Brief: Please return the part of the keyboard layout post that begins at the words "Getting all you" and stops after "it is definitive?", copied word for word.

Source excerpt:
-.-.-

Getting all you can out of a keyboard layout, Part #5

by Michael S. Kaplan, published on 2006/03/28 03:11 -05:00, original URI: http://blogs.msdn.com/b/michkap/archive/2006/03/28/561541.aspx


Previous posts in this series: Parts 0, 1, 2, 3, and 4.

I have been slowly building up a sample that is (so far) actually of limited use. I mean, who the hell cares about running through one shift state of a keyboard, even if it is definitive?

But it has only been a few days, and I am going to take care of the "easy shift states" now. So you can take the code from this sample and consider it done enough to handle a lot of the conventional scenarios and keyboards that exist.

Now it won't get you everything, but there are future posts for that.... :-)

-.-.-

Listing:
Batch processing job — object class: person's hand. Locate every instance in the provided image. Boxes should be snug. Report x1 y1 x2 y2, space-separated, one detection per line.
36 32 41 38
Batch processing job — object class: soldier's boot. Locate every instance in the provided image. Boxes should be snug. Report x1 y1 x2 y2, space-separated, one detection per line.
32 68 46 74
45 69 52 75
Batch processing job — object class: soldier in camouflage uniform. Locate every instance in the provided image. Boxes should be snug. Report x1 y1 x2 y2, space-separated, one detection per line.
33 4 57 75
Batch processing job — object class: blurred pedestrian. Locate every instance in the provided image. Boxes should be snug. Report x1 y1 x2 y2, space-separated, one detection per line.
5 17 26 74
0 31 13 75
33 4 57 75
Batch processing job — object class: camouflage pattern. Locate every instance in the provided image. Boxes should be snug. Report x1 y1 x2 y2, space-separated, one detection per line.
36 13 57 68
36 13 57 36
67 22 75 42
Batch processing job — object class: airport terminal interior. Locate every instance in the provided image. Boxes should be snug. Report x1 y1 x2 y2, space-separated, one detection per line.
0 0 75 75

-.-.-

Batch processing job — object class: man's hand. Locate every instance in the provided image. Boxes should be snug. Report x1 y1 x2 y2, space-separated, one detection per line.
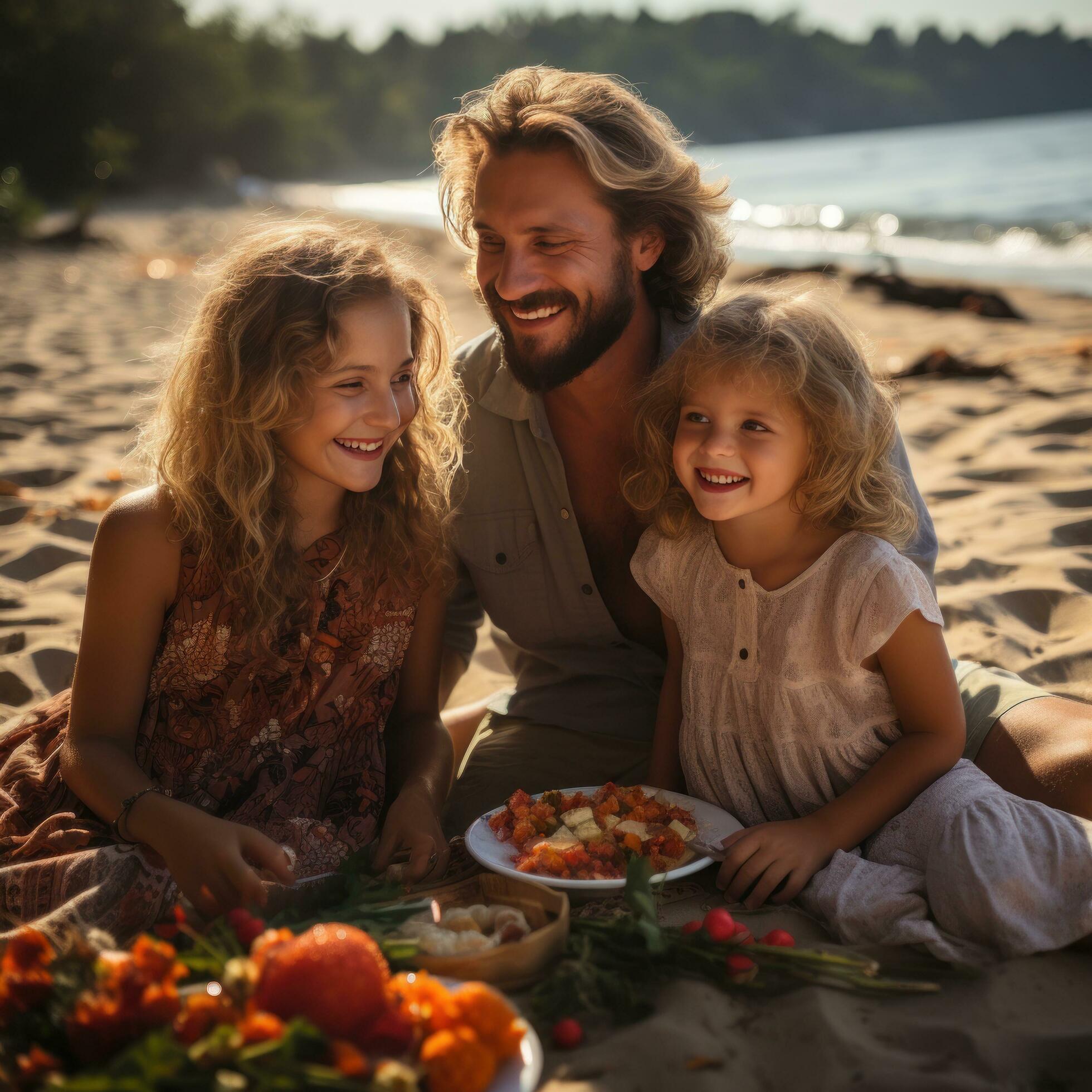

-.-.-

Written solution:
Getting all you can out of a keyboard layout, Part #5

by Michael S. Kaplan, published on 2006/03/28 03:11 -05:00, original URI: http://blogs.msdn.com/b/michkap/archive/2006/03/28/561541.aspx


Previous posts in this series: Parts 0, 1, 2, 3, and 4.

I have been slowly building up a sample that is (so far) actually of limited use. I mean, who the hell cares about running through one shift state of a keyboard, even if it is definitive?